--- Start Dataset content ---

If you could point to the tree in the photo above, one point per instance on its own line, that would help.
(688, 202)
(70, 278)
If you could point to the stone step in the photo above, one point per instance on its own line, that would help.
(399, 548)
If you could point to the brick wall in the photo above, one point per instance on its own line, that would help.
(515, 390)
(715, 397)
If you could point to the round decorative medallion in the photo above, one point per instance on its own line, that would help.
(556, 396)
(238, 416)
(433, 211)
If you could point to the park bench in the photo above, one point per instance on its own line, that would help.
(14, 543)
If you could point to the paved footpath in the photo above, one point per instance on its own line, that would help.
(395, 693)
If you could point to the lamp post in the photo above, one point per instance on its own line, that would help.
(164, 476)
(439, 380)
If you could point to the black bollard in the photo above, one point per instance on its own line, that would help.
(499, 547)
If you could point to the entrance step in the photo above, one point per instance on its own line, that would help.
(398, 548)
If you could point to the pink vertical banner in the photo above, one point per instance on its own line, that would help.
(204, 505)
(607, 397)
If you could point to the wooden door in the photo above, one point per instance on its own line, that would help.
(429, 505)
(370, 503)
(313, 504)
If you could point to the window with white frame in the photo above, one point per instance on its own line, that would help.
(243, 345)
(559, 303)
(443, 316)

--- End Dataset content ---

_Challenge:_ Copy the records word for word, starting at the line that contains "If you could point to the entrance" and ending at the last line of the records.

_The reply:_
If you could point to the entrance step in the photo above, one point per instance on its own line, that would help.
(398, 548)
If you could point to the pink vertical banner in the photo above, one point per instance on its own line, that would help.
(204, 505)
(607, 397)
If you could point to the wooden door in the photo above, one point per instance on its own line, that would help.
(429, 505)
(370, 503)
(313, 504)
If you could point to the window with white frame in the photo above, one point per instance on its own line, that would help.
(243, 345)
(559, 303)
(443, 316)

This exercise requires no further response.